*** Input data Section Begins ***

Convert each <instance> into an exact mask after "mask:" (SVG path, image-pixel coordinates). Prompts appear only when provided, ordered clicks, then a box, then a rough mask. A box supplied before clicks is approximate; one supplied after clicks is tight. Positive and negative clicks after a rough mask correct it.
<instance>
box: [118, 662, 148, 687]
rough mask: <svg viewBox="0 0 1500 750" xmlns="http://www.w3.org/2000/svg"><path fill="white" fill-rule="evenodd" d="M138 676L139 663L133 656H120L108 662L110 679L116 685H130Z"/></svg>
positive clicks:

*** Input data Section Ends ***

◆ What is required: Rewrite the listing from its first line up to and including the line with "box: [118, 662, 148, 687]", putting "loose" in place of "approximate" and leaving everything else unchanged.

◆ Response:
Convert each <instance> into an exact mask after "mask:" (SVG path, image-pixel coordinates). Prompts appear only when provided, ordered clicks, then a box, then a rough mask. A box supplied before clicks is loose; one supplied after clicks is tight. Positive and negative clicks after a rough mask correct it.
<instance>
box: [118, 662, 148, 687]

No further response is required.